Point placement records

▼

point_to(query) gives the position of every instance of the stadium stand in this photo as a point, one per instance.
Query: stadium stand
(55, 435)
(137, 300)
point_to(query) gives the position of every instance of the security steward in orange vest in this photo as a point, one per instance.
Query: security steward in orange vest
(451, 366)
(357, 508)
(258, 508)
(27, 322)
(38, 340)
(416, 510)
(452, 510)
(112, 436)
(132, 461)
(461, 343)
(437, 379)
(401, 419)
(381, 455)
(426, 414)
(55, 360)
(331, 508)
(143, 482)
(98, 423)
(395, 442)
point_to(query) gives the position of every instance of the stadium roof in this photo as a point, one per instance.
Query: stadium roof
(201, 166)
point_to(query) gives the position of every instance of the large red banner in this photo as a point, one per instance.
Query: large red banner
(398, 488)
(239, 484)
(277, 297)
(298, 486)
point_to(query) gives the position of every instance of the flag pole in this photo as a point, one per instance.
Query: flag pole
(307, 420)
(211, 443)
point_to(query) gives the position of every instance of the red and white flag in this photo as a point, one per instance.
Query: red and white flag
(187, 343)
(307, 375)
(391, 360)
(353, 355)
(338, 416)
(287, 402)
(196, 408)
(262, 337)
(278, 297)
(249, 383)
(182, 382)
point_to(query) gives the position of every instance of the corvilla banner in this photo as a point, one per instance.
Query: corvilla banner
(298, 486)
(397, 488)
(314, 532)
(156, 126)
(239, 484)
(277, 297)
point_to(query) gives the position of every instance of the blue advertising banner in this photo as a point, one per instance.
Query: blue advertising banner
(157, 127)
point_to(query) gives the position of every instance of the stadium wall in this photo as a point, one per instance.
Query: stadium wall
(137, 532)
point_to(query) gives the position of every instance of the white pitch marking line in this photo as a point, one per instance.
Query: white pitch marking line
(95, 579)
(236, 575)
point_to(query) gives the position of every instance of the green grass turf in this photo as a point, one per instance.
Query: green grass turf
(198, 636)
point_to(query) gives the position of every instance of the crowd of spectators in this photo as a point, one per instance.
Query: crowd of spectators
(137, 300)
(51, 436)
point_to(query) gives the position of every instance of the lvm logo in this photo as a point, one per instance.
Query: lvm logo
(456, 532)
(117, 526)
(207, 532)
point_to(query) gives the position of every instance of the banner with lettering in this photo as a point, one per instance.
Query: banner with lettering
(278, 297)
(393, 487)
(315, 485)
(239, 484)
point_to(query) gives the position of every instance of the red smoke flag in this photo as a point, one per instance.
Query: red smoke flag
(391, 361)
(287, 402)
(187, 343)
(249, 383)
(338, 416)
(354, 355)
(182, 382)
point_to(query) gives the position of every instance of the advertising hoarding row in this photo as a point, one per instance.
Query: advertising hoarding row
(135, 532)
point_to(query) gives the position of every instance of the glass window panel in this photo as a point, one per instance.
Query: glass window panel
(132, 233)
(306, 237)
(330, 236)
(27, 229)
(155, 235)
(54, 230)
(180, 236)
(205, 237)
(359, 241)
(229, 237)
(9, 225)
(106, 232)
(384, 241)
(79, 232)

▲

Extract, verbatim, the part of the rows that opens with the line containing "of the advertising" and runs through the end of the rows, including both the opening line and the final line.

■ **Reply to the exercise**:
point_to(query) gives the position of every instance of the advertising hoarding row in this photo as a point, one per instance.
Query: advertising hoarding row
(135, 532)
point_to(query) gives the position of every instance of the glass window panel in this photo as a point, one per instance.
Query: glass window panel
(132, 233)
(306, 237)
(330, 236)
(27, 229)
(155, 235)
(54, 230)
(180, 236)
(205, 237)
(359, 241)
(229, 237)
(9, 225)
(106, 232)
(384, 241)
(79, 232)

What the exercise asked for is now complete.